Reproduce every line of the records below word for word, leaving out the pictures.

:::::

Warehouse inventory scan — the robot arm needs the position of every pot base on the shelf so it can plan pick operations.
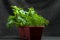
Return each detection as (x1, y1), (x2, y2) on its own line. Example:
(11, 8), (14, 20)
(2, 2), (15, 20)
(19, 27), (44, 40)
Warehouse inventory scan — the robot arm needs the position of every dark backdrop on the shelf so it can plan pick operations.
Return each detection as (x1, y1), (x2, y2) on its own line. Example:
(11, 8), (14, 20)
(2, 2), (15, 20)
(0, 0), (60, 38)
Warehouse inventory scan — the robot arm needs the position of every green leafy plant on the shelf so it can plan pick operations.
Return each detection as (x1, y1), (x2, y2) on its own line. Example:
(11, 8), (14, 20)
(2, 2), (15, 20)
(7, 6), (49, 27)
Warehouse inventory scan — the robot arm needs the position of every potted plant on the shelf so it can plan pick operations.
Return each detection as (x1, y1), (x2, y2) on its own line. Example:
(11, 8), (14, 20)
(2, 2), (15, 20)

:::::

## Result for this exercise
Warehouse inventory scan — the robot arm needs the position of every pot base on the shelf so it can plan pick operations.
Return each detection as (x1, y1), (x2, y2) on its own line. Example:
(11, 8), (14, 20)
(2, 2), (15, 20)
(19, 27), (44, 40)
Warehouse inventory scan — the robot arm needs the position of every dark backdrop on the shelf so it can plan pick operations.
Return each detection as (x1, y1), (x2, y2) on its own line. Example:
(11, 8), (14, 20)
(2, 2), (15, 20)
(0, 0), (60, 38)
Warehouse inventory scan — the robot arm needs the position of every green leafy plant on the shelf so it can plan pick operations.
Return each detection as (x1, y1), (x2, y2) on its own line. Example:
(11, 8), (14, 20)
(2, 2), (15, 20)
(7, 6), (49, 27)
Warehouse inventory scan — the robot arm needs the position of every potted plant on the shelf so it can plan pick operations.
Return each detection as (x1, y1), (x2, y2) on its own line. Example:
(11, 8), (14, 20)
(2, 2), (15, 20)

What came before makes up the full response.